TASK REQUIREMENTS: Return each row below that contains the word "mask", unchanged. Case counts.
■ ■ ■
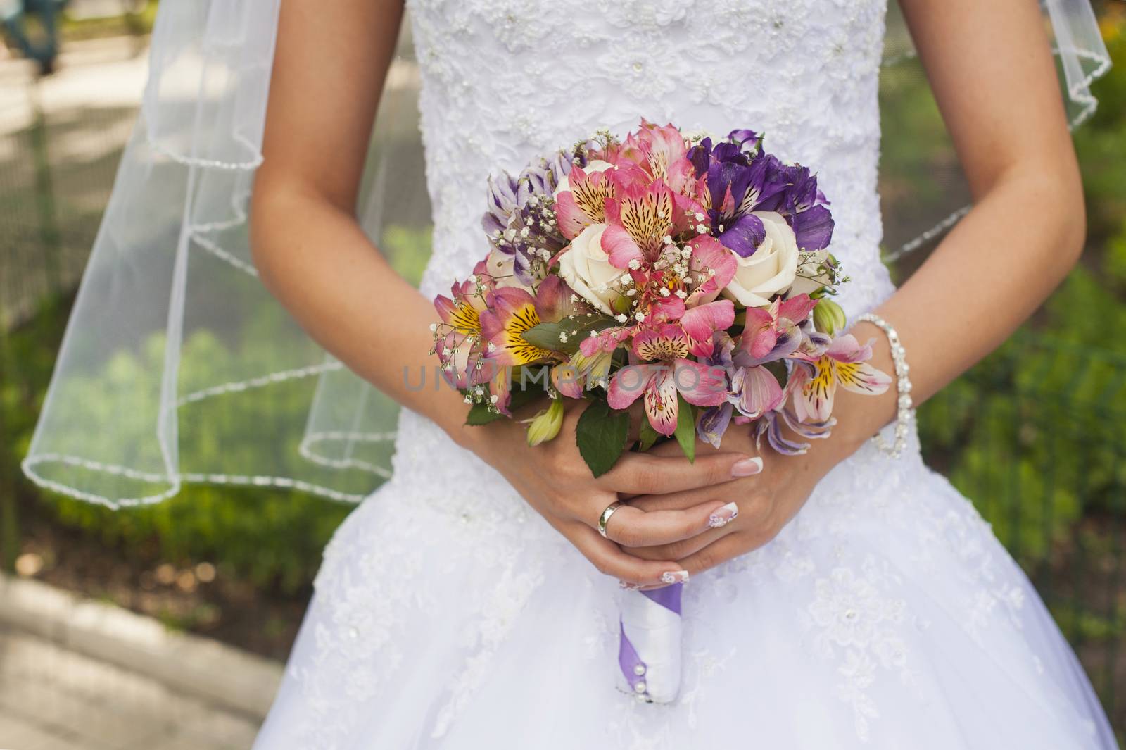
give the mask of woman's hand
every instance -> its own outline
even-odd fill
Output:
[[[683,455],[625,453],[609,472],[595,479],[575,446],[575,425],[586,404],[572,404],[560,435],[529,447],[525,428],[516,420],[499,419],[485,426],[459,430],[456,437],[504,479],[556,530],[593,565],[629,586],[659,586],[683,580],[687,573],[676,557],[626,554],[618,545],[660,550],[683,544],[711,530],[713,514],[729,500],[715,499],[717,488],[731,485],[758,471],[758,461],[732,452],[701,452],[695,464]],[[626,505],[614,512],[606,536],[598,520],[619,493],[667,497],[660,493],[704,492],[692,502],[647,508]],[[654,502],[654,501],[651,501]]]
■ ■ ■
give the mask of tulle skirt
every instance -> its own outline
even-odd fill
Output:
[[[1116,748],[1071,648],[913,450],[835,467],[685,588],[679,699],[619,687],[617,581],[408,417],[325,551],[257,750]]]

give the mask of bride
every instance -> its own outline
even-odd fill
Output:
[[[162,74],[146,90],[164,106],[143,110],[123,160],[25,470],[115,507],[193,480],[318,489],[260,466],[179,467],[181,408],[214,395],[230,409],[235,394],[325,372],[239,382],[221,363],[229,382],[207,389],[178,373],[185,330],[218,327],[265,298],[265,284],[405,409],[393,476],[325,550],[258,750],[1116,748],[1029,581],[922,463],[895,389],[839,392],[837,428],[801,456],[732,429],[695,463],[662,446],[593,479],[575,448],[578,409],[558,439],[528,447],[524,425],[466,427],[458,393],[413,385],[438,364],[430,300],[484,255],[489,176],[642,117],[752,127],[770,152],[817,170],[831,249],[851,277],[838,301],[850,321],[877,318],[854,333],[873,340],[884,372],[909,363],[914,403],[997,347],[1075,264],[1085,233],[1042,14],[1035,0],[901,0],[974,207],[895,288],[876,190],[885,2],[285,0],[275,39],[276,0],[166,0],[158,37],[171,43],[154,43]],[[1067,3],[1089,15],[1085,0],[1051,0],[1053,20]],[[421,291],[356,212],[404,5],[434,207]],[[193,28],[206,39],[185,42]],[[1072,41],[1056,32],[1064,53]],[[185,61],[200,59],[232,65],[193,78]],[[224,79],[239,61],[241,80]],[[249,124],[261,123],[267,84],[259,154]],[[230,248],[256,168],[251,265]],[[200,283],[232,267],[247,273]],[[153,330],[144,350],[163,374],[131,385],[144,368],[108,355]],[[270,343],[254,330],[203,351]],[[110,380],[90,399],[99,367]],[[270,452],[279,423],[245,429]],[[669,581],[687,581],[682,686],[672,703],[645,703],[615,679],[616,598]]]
■ ■ ■
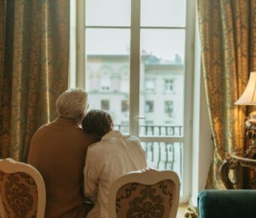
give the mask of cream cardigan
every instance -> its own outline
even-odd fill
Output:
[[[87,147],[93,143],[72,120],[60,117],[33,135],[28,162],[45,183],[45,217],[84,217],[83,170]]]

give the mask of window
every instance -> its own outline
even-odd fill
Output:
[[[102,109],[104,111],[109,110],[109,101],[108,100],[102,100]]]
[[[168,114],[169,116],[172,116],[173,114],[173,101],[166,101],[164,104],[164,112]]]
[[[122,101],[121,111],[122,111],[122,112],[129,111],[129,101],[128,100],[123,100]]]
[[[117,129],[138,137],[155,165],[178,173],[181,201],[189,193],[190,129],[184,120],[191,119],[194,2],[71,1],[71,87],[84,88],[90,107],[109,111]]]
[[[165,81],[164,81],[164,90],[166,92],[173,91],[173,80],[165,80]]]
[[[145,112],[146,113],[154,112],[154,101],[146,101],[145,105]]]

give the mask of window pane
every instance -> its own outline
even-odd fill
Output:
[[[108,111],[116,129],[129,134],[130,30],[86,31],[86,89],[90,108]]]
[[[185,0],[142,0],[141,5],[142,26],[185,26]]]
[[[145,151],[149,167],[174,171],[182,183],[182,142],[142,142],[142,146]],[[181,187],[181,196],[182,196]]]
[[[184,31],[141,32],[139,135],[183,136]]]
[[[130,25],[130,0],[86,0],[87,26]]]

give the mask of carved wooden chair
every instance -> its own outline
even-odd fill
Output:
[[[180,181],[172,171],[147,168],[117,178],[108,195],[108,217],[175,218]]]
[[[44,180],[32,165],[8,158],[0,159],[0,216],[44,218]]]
■ ■ ■
WRITTEN RESPONSE:
give the mask of woman's hand
give the mask of tulle skirt
give the mask of bride
give the mask of cream cardigan
give the mask of window
give the mask of window pane
give the mask of carved wooden chair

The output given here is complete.